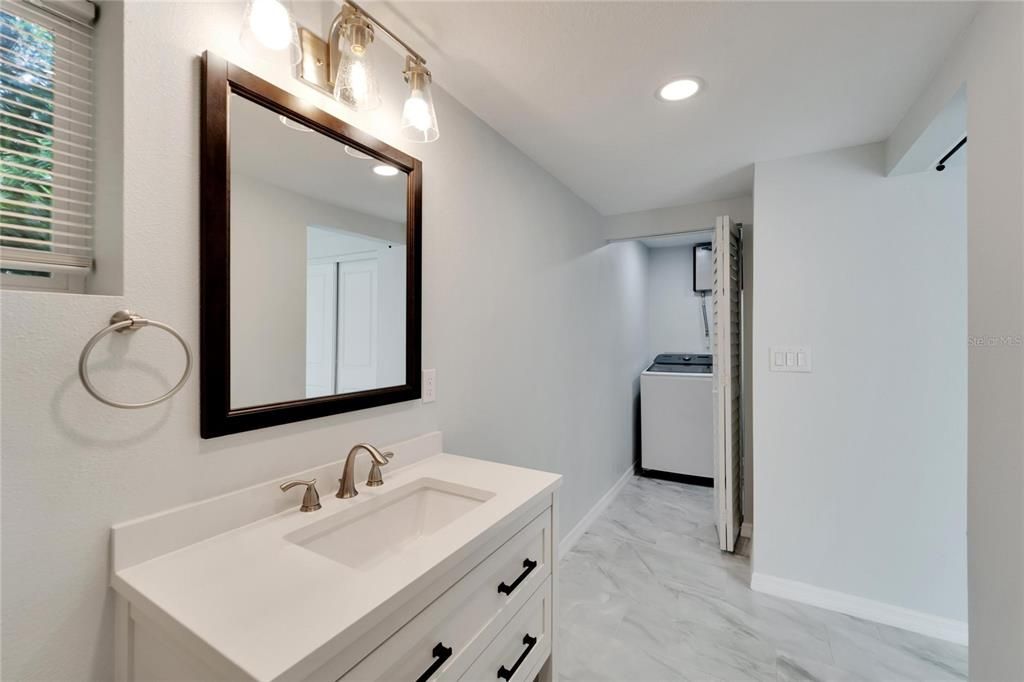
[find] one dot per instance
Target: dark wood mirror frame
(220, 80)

#####

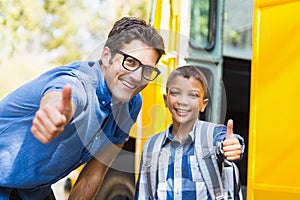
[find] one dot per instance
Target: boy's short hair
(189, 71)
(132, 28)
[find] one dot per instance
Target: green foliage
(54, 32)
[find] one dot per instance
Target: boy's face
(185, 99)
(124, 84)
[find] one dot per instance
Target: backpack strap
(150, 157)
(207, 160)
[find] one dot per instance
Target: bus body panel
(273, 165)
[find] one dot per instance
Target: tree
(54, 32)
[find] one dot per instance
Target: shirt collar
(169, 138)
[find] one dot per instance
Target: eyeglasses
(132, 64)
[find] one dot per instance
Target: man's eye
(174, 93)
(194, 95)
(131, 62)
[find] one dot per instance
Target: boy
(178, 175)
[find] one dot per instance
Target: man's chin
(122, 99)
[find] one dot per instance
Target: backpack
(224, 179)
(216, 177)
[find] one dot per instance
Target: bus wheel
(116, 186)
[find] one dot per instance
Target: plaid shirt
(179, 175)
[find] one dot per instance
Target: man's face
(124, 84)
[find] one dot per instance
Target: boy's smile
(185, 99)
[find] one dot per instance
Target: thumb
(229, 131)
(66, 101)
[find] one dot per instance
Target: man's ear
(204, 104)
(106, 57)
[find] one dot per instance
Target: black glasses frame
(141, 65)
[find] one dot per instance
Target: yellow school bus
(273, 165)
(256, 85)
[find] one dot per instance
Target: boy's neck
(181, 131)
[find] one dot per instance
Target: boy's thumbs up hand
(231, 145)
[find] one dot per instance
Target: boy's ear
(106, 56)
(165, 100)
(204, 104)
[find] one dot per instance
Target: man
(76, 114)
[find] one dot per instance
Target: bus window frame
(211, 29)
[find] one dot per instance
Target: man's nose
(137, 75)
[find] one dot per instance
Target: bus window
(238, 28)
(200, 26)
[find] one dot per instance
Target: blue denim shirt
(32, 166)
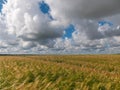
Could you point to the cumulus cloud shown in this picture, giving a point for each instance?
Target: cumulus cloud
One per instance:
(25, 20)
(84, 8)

#####

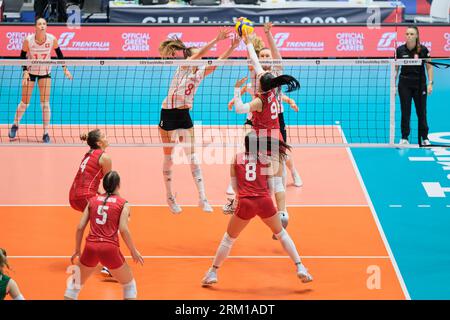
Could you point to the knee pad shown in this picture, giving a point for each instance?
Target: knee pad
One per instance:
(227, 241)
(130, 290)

#####

→ Directions
Nothing but a number should be given for this: how many lines in the entries above contain "knee"?

→ Response to this exercise
2